**REQUIRED TASK**. Rename "building wall" to "exterior wall" wherever it occurs in all of the lines below, and reproduce everything else unchanged. Leave the pictures out of your answer.
※ ※ ※
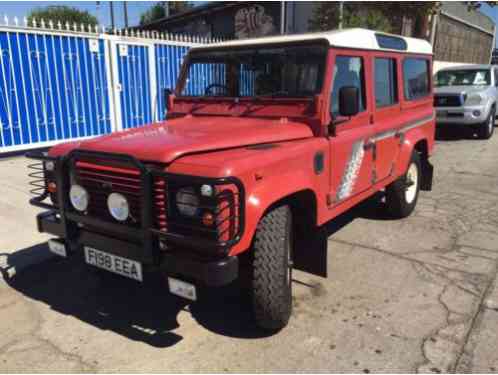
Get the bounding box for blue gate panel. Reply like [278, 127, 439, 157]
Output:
[0, 26, 212, 153]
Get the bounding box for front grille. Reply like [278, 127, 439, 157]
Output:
[74, 161, 143, 227]
[153, 182, 241, 247]
[434, 95, 462, 107]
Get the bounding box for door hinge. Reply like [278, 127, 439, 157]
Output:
[327, 193, 334, 206]
[363, 141, 377, 161]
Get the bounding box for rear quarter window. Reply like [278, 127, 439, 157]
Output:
[403, 58, 431, 100]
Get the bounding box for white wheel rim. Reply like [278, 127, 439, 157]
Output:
[405, 163, 418, 204]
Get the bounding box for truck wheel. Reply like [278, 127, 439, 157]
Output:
[386, 151, 421, 219]
[477, 108, 496, 139]
[252, 206, 292, 331]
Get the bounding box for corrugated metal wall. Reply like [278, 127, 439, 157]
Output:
[0, 20, 222, 153]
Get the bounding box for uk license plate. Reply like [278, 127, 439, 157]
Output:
[168, 277, 197, 301]
[48, 240, 67, 258]
[85, 246, 143, 281]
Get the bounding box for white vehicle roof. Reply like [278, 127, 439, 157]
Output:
[193, 28, 432, 54]
[439, 64, 496, 71]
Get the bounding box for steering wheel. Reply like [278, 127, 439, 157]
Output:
[204, 83, 228, 95]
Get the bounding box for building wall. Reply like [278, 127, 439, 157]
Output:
[434, 14, 493, 64]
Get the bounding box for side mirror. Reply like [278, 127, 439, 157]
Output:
[164, 89, 175, 111]
[339, 86, 360, 117]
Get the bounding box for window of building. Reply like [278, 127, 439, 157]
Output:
[403, 58, 430, 100]
[375, 58, 398, 108]
[331, 56, 366, 116]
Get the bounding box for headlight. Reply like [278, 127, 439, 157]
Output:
[465, 95, 482, 105]
[45, 160, 55, 172]
[176, 187, 199, 217]
[107, 193, 130, 221]
[69, 185, 89, 211]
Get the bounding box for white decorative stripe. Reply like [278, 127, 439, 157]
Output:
[336, 140, 365, 201]
[370, 114, 435, 142]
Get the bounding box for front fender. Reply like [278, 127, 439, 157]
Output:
[230, 171, 316, 255]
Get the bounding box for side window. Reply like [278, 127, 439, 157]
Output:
[403, 58, 430, 100]
[331, 56, 366, 116]
[375, 57, 398, 108]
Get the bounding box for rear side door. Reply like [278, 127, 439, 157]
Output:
[329, 50, 373, 205]
[371, 53, 403, 182]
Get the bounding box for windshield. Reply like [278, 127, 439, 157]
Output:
[177, 44, 327, 98]
[435, 69, 491, 87]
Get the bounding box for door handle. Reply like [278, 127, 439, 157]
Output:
[363, 141, 375, 151]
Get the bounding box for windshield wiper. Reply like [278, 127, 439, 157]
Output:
[253, 90, 289, 100]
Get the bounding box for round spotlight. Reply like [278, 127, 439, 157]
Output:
[201, 185, 214, 197]
[176, 187, 199, 217]
[45, 160, 55, 172]
[107, 193, 130, 221]
[69, 185, 90, 212]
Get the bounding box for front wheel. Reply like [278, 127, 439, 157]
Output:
[386, 151, 422, 219]
[477, 108, 496, 139]
[252, 206, 292, 331]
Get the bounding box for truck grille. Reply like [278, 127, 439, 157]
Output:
[434, 95, 463, 107]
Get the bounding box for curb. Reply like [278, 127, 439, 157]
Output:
[0, 242, 56, 281]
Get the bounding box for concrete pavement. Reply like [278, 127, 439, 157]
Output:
[0, 132, 498, 373]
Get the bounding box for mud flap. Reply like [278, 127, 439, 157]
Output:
[420, 158, 434, 191]
[293, 227, 328, 277]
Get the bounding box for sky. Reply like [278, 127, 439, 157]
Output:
[0, 1, 185, 27]
[0, 1, 498, 46]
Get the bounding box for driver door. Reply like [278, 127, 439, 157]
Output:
[329, 51, 373, 206]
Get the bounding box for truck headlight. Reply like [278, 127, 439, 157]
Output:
[45, 160, 55, 172]
[69, 185, 90, 212]
[465, 94, 482, 105]
[107, 193, 130, 221]
[176, 187, 199, 217]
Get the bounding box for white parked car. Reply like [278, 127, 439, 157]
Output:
[434, 65, 498, 139]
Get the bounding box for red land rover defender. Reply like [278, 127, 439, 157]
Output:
[28, 29, 434, 330]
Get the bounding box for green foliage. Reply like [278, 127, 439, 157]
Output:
[343, 9, 393, 33]
[309, 1, 438, 32]
[28, 5, 98, 26]
[140, 1, 193, 26]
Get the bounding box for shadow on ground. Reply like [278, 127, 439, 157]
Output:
[5, 197, 387, 348]
[436, 123, 497, 142]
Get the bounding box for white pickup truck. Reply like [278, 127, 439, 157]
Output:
[434, 65, 498, 139]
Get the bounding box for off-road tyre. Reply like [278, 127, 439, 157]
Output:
[251, 206, 292, 331]
[477, 107, 496, 139]
[386, 151, 422, 219]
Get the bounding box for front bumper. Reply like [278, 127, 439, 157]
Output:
[27, 150, 245, 286]
[36, 211, 239, 286]
[436, 106, 489, 125]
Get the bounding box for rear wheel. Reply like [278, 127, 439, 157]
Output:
[251, 206, 292, 330]
[477, 108, 496, 139]
[386, 151, 422, 218]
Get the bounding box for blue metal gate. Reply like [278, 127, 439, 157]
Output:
[115, 43, 153, 129]
[0, 22, 218, 153]
[0, 30, 111, 151]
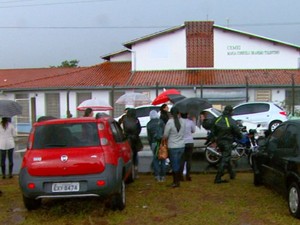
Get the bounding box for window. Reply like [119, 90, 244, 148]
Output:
[255, 90, 272, 102]
[15, 94, 30, 123]
[233, 103, 270, 115]
[33, 123, 100, 149]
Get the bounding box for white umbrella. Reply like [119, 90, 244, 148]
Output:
[77, 98, 113, 111]
[116, 92, 151, 105]
[0, 99, 22, 117]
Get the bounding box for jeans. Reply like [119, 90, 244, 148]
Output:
[180, 143, 194, 177]
[151, 143, 166, 177]
[168, 147, 184, 173]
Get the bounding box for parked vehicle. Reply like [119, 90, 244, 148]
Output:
[232, 102, 288, 131]
[204, 126, 258, 166]
[19, 116, 134, 210]
[253, 120, 300, 218]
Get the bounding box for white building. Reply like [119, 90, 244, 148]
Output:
[0, 21, 300, 131]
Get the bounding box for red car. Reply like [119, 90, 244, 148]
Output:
[19, 117, 134, 210]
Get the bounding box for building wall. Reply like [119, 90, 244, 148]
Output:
[132, 29, 186, 70]
[214, 29, 300, 69]
[110, 52, 131, 62]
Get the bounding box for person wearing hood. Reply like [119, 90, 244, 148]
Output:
[123, 108, 143, 177]
[212, 105, 242, 184]
[147, 110, 166, 182]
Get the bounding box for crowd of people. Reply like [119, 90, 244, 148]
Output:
[119, 104, 242, 188]
[0, 104, 242, 196]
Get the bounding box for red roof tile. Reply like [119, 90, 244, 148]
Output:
[0, 62, 300, 90]
[0, 62, 131, 89]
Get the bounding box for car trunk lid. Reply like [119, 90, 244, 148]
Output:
[24, 146, 105, 176]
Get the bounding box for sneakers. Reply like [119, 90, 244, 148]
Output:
[154, 176, 166, 182]
[214, 180, 228, 184]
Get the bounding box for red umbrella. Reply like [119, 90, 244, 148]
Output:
[152, 89, 180, 105]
※ ※ ※
**THE COMPLETED TASK**.
Get the bounding box for blue gate panel. Reply like [278, 127, 439, 157]
Output:
[0, 26, 212, 153]
Get the bounding box for front grille. Reply like [278, 127, 439, 157]
Output:
[74, 161, 143, 227]
[153, 182, 241, 247]
[434, 95, 462, 107]
Get the bounding box for door hinge. Reply like [278, 127, 439, 157]
Output:
[327, 193, 334, 206]
[363, 141, 377, 161]
Get the bounding box for rear quarter window. Reply like [278, 127, 439, 157]
Output:
[403, 58, 431, 100]
Get the bounding box for white wheel rim. Reply like [278, 127, 439, 157]
Output:
[405, 163, 418, 204]
Get the bounding box for truck wheel. Reply like [278, 127, 439, 157]
Output:
[386, 151, 421, 219]
[477, 108, 496, 139]
[252, 206, 292, 331]
Get the bounding box for corrugated metal wall. Reply like [278, 127, 439, 157]
Output:
[0, 20, 222, 153]
Get the bounding box for uk license plate. Reply like [278, 127, 439, 157]
Output:
[168, 277, 197, 301]
[48, 240, 67, 258]
[85, 246, 143, 281]
Get the bounding box for white vehicle roof. Reply like [278, 127, 439, 157]
Output:
[193, 28, 432, 54]
[439, 64, 496, 71]
Get the bounding box for steering wheel. Reply like [278, 127, 439, 157]
Output:
[204, 83, 228, 95]
Get the bounding box for exterior wall. Reply like [278, 127, 439, 157]
Output:
[434, 14, 493, 64]
Get the bounding box for side mirror. Reply like [278, 127, 439, 157]
Output:
[164, 89, 175, 111]
[339, 86, 360, 117]
Get the bounding box for window of building. Reply like [278, 127, 439, 157]
Output:
[403, 58, 430, 100]
[375, 58, 398, 108]
[331, 56, 366, 116]
Get the bounding box for headlight. Reply like [278, 127, 439, 157]
Output:
[465, 95, 482, 105]
[45, 160, 55, 172]
[176, 187, 199, 217]
[107, 193, 130, 221]
[69, 185, 89, 211]
Get the bounding box for white decorative stripe. Reply like [278, 127, 439, 157]
Output:
[336, 140, 365, 201]
[370, 114, 435, 142]
Get the bounding box for front fender. Reply like [278, 127, 439, 157]
Output:
[230, 171, 316, 255]
Get the bounding box for side window. Reply like [278, 127, 439, 157]
Output:
[403, 58, 430, 100]
[331, 56, 366, 116]
[375, 57, 398, 108]
Get the bounding box for rear side door. Reply like [278, 127, 439, 157]
Output:
[329, 50, 373, 205]
[371, 53, 403, 182]
Get the bounding box for windshield. Reply like [278, 127, 439, 157]
Output:
[177, 44, 327, 98]
[435, 69, 491, 87]
Get the bounding box for door handle. Reply like [278, 127, 439, 157]
Output:
[363, 141, 375, 151]
Get the bounding box for windshield wiper. Reply like [278, 127, 439, 157]
Output:
[253, 90, 289, 100]
Get the bounding box for round spotlight. Reply like [278, 127, 439, 157]
Output:
[201, 185, 214, 197]
[176, 187, 199, 217]
[45, 160, 55, 172]
[107, 193, 130, 221]
[69, 185, 90, 212]
Get the bounding box for front wheel. Reply like [278, 127, 439, 157]
Output:
[386, 151, 422, 219]
[477, 108, 496, 139]
[252, 206, 292, 331]
Get the bounding box for truck grille. Reply like [278, 127, 439, 157]
Output:
[434, 95, 463, 107]
Get the bounding box for curb. Reply like [278, 127, 439, 157]
Output:
[0, 242, 56, 281]
Get the bounding box for concrete pavement. Reply like [278, 127, 439, 157]
Output:
[0, 132, 498, 373]
Get the bounding box for mud flap. Reply like [278, 127, 439, 157]
Output:
[420, 158, 434, 191]
[293, 227, 328, 277]
Get the bounding box for sky. Reply like [278, 127, 439, 157]
Output:
[0, 1, 185, 27]
[0, 1, 498, 46]
Get the bounding box for driver door. Reply like [278, 127, 439, 157]
Output:
[329, 51, 373, 206]
Get the bounding box for truck headlight. Reply like [278, 127, 439, 157]
Output:
[45, 160, 55, 172]
[69, 185, 90, 212]
[465, 94, 482, 105]
[107, 193, 130, 221]
[176, 187, 199, 217]
Get the bounding box for white parked car. Reply like [278, 127, 439, 157]
Output:
[434, 65, 498, 139]
Get the bounding box for red land rover defender. Reply like [278, 127, 439, 157]
Output:
[28, 29, 434, 330]
Get the bounding box for green foliage. Reply like [278, 127, 439, 157]
Output:
[343, 9, 393, 33]
[309, 1, 438, 32]
[28, 5, 98, 26]
[140, 1, 193, 26]
Get the bounding box for shadow on ground. Reply like [278, 127, 439, 157]
Output:
[5, 197, 387, 348]
[436, 123, 497, 142]
Get the bounding box for white pickup truck. Reply like [278, 127, 439, 157]
Output:
[434, 65, 498, 139]
Get the bounding box for off-road tyre. Reply like [278, 127, 439, 157]
Output:
[251, 206, 292, 331]
[477, 107, 496, 139]
[386, 151, 422, 219]
Get the bounding box for front bumper. Reply like [278, 127, 439, 157]
Output:
[27, 150, 245, 286]
[36, 211, 239, 286]
[436, 106, 489, 125]
Get the bounding box for rear wheel. Reply like [278, 127, 439, 157]
Output:
[251, 206, 292, 330]
[477, 108, 496, 139]
[386, 151, 422, 218]
Get the bounding box for blue metal gate. Reply like [278, 127, 439, 157]
Output:
[115, 43, 153, 129]
[0, 22, 218, 153]
[0, 30, 111, 151]
Get the bounding box for window. Reply like [119, 90, 244, 148]
Output:
[255, 90, 272, 102]
[15, 94, 30, 123]
[233, 103, 270, 115]
[33, 123, 100, 149]
Get the bounding box for white umbrella. Reply like [119, 90, 244, 148]
Output:
[77, 98, 113, 111]
[116, 92, 151, 105]
[0, 99, 22, 117]
Get the bounding box for jeans. Reply like [119, 90, 244, 148]
Output:
[180, 143, 194, 177]
[151, 143, 166, 177]
[168, 147, 184, 173]
Get the bounding box for parked vehicle. Reply like [119, 90, 244, 148]
Output:
[232, 102, 288, 131]
[204, 126, 258, 166]
[19, 116, 134, 210]
[253, 120, 300, 218]
Get the bounding box for white building. Reply like [119, 90, 244, 148]
Output:
[0, 21, 300, 131]
Get the bounding box for red car. Reply like [119, 90, 244, 148]
Output:
[19, 117, 134, 210]
Get the bounding box for exterior wall. Reply like [119, 90, 244, 148]
Output:
[132, 29, 186, 70]
[214, 29, 300, 69]
[110, 52, 131, 62]
Get the bounding box for person wearing hood. Reply like [119, 90, 244, 148]
Output:
[123, 108, 143, 177]
[212, 105, 242, 184]
[147, 110, 166, 182]
Get the bounding box for crowd of people. Reply like [119, 90, 244, 148]
Output:
[119, 104, 242, 188]
[0, 104, 242, 196]
Get the bounding box for red roof tile. Reply like [119, 90, 244, 148]
Output:
[0, 62, 300, 90]
[0, 62, 131, 89]
Get the bounding box for car trunk lid. Reply like [119, 90, 244, 148]
Output:
[24, 146, 105, 176]
Get the bounding box for sneakers. Reply like [119, 90, 244, 148]
Output:
[154, 176, 166, 182]
[214, 180, 228, 184]
Get the bounding box for red umbrella. Reply like [119, 90, 244, 148]
Output:
[152, 89, 180, 105]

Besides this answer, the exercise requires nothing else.